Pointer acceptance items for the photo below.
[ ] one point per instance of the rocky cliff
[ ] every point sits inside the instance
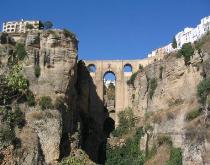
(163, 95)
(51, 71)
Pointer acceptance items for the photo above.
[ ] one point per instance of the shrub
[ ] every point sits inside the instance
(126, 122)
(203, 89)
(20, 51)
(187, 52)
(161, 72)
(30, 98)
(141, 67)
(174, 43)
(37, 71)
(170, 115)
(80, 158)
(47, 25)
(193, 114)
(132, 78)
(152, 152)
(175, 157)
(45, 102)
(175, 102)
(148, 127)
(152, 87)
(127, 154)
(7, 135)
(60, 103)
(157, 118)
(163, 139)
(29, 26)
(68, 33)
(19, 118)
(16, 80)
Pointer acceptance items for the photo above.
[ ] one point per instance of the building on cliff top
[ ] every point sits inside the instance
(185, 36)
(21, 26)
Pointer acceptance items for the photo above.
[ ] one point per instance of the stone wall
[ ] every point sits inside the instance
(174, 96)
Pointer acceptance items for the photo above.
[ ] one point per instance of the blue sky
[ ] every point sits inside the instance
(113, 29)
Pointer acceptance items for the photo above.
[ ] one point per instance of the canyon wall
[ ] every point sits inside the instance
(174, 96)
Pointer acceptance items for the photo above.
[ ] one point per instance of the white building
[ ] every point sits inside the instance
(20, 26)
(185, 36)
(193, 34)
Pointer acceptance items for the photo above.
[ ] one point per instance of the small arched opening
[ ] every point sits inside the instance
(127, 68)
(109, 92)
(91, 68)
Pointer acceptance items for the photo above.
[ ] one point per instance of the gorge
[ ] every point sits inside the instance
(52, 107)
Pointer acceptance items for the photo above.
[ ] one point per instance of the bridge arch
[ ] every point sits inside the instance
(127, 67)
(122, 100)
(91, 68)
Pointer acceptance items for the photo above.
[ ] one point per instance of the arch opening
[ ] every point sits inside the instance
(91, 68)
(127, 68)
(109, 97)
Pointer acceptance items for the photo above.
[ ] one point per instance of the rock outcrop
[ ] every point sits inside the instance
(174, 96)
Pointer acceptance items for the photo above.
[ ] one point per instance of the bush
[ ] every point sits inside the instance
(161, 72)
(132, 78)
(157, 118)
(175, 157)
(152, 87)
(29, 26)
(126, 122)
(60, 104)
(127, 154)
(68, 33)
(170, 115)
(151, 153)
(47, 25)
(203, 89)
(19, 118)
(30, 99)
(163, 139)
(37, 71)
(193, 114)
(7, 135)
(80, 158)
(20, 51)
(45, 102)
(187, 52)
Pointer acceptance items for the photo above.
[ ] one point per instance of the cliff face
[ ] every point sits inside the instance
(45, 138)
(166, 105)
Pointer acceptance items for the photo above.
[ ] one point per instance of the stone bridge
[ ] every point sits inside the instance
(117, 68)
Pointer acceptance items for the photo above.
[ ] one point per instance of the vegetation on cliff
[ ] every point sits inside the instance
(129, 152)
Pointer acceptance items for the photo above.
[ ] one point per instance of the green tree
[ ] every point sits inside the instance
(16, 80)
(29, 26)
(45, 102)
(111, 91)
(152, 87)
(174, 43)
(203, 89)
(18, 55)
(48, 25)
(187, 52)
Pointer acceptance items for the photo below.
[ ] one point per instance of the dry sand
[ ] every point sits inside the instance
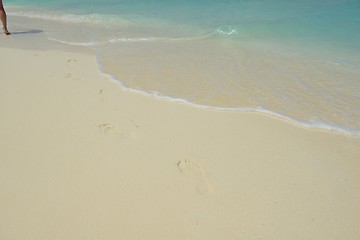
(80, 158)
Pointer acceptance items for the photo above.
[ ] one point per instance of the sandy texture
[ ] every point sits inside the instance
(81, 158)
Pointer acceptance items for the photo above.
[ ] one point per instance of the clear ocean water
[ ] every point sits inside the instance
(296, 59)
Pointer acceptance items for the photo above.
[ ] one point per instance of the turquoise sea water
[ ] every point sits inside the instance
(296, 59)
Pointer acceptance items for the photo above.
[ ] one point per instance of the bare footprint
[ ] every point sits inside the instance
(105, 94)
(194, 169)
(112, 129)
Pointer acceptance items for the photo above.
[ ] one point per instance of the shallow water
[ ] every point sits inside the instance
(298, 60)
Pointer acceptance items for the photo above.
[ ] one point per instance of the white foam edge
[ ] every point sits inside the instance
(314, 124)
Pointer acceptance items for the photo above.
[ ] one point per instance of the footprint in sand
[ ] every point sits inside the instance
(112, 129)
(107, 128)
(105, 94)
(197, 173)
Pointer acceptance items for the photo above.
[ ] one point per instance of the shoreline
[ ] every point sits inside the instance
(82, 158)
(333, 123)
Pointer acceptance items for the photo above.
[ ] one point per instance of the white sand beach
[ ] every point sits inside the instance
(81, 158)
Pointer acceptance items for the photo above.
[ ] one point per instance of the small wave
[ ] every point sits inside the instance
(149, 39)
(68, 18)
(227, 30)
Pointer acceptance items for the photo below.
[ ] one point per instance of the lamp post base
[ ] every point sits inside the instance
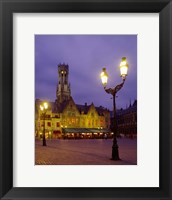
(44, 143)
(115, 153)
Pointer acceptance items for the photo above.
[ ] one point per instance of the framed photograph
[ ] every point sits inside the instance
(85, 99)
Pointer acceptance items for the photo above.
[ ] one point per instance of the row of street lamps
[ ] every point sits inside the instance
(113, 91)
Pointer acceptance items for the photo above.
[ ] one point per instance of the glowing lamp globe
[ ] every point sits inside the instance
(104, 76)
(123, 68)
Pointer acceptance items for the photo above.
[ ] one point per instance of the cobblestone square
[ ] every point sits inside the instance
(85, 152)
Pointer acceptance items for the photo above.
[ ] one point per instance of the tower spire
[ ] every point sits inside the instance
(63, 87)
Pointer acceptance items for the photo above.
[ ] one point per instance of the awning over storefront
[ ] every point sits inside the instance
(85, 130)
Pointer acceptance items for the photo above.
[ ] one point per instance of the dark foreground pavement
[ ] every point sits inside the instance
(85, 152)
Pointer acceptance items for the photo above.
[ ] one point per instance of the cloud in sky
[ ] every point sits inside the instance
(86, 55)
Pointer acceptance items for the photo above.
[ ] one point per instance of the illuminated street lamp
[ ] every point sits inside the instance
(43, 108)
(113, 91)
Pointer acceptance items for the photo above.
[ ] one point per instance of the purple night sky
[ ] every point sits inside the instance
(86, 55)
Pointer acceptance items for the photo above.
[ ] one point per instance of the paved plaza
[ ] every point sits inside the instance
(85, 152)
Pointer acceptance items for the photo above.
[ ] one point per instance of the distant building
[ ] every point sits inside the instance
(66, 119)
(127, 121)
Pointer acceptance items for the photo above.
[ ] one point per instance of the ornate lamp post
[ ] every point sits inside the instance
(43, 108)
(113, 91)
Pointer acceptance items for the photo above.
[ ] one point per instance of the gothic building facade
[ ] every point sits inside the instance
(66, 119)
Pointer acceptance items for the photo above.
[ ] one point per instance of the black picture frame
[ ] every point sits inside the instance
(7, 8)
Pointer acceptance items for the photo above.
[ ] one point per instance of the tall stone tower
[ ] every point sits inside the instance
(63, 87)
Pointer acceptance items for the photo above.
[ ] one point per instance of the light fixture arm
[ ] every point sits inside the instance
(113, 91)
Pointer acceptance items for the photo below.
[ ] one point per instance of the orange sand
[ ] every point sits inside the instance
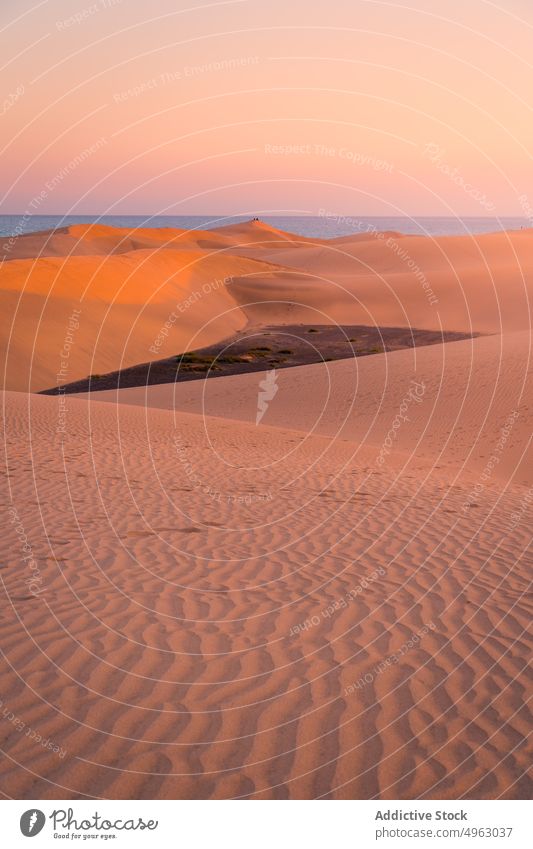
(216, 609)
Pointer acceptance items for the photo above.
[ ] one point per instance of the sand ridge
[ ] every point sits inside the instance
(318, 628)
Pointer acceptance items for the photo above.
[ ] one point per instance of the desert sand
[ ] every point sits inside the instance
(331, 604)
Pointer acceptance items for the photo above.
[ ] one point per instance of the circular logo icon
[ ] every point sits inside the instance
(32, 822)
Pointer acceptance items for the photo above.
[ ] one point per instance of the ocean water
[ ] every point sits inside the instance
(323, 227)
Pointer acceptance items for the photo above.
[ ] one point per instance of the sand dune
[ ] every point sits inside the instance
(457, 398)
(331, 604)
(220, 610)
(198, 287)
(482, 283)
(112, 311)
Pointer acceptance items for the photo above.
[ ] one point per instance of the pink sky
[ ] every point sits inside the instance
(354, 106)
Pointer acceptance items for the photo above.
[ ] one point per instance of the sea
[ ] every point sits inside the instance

━━━━━━━━━━━━━━━━━━━━━━━━━━━━━━

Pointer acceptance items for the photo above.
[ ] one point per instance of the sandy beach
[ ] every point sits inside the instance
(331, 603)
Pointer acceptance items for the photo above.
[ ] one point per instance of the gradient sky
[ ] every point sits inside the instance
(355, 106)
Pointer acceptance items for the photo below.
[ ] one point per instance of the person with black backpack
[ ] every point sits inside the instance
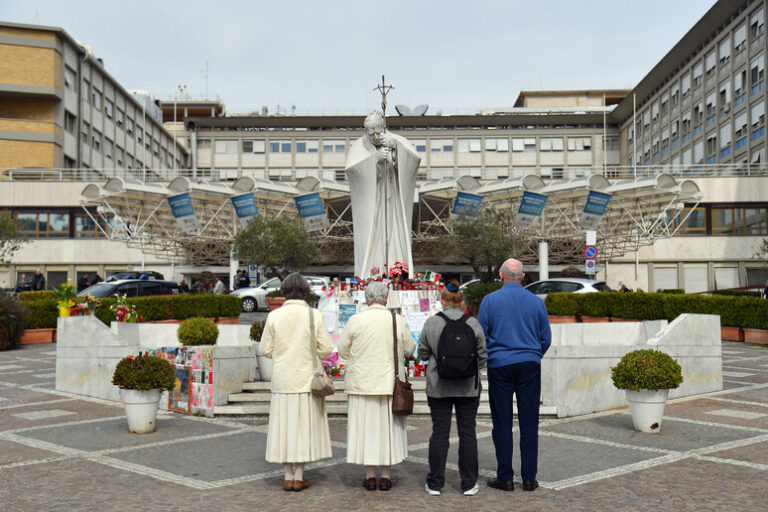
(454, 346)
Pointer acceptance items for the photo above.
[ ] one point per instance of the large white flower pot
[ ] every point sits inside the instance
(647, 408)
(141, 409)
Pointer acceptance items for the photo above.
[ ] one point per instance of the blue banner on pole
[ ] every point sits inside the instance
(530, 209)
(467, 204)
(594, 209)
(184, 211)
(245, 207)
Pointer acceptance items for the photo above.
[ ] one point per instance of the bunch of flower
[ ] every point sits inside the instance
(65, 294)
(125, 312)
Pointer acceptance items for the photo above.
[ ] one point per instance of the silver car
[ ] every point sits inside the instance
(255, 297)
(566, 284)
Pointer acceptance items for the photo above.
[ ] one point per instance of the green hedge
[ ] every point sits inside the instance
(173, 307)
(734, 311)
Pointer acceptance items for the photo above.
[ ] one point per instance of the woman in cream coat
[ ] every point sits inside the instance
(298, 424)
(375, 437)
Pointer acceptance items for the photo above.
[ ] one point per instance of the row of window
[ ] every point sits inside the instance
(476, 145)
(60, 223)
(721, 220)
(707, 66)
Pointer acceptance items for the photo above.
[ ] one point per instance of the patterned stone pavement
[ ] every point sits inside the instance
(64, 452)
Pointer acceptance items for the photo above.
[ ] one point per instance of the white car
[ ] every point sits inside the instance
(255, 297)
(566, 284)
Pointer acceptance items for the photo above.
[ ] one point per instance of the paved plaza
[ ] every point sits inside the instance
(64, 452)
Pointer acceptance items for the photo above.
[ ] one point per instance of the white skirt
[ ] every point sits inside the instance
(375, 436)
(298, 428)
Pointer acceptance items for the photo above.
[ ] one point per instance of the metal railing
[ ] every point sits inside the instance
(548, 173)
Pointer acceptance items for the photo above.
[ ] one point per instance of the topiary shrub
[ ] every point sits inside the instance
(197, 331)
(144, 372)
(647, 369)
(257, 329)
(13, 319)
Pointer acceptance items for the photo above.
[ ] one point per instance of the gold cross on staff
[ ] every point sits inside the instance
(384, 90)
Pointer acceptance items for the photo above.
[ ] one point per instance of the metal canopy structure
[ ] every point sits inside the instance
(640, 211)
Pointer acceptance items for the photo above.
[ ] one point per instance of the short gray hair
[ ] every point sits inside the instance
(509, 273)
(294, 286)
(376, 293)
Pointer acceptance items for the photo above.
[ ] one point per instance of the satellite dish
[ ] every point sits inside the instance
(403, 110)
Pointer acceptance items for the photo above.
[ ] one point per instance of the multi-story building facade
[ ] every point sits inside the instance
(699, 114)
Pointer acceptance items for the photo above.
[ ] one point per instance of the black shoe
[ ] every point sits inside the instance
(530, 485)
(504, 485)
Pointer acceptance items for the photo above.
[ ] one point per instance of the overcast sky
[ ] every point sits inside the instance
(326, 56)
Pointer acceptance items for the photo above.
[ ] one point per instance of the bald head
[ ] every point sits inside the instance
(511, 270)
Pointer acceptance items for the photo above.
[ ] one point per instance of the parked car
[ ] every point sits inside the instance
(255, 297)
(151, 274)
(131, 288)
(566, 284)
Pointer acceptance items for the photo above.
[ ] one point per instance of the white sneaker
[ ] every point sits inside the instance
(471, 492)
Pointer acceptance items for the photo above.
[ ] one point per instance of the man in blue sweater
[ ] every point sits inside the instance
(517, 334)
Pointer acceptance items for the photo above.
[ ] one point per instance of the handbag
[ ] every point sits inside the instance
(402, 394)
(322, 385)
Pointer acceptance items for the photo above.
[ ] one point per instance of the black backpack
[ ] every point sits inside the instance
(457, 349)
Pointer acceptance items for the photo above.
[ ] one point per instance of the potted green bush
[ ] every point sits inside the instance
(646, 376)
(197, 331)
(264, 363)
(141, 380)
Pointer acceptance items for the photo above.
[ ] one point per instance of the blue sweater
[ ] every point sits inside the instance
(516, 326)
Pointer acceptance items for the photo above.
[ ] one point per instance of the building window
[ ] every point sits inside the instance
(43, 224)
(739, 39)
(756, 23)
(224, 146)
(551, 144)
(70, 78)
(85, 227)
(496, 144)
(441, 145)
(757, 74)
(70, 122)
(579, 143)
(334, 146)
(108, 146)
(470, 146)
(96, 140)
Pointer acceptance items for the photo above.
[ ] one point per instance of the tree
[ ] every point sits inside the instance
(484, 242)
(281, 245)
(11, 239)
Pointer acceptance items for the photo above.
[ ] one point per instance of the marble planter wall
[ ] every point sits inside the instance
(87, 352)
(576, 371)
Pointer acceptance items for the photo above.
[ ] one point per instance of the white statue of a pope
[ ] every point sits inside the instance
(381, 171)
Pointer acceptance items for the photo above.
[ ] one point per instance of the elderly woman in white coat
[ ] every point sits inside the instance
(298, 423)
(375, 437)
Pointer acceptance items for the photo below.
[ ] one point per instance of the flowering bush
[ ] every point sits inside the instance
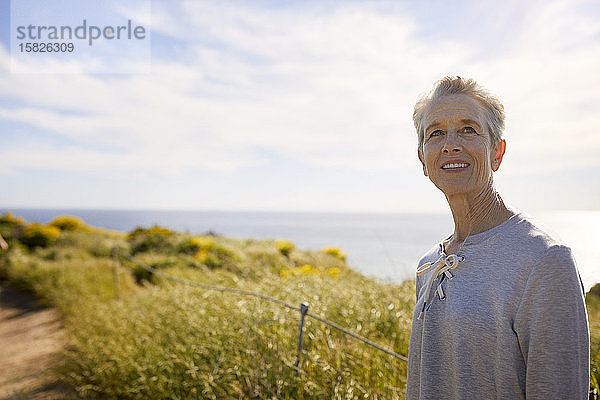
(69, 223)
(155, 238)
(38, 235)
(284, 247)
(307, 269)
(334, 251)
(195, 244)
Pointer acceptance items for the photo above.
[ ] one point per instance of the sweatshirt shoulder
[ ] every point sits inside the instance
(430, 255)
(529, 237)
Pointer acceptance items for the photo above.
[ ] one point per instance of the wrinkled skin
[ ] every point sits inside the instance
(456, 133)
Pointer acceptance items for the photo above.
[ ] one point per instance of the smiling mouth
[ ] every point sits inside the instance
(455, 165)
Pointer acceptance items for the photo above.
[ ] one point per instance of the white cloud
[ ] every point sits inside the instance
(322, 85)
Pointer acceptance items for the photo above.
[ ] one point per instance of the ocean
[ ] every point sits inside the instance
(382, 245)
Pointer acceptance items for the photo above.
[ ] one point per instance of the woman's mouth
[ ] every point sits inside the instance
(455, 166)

━━━━━━━━━━━━━━━━━━━━━━━━━━━━━━

» **Problem**
Select every line in the entries above that contains the word "blue".

» **Answer to this problem**
[ ] one point per instance of the blue sky
[ ] one point per instance of the blue banner on pole
[ ] one point per instance of the man in blue sweater
[ ] one point per instance of the blue sweater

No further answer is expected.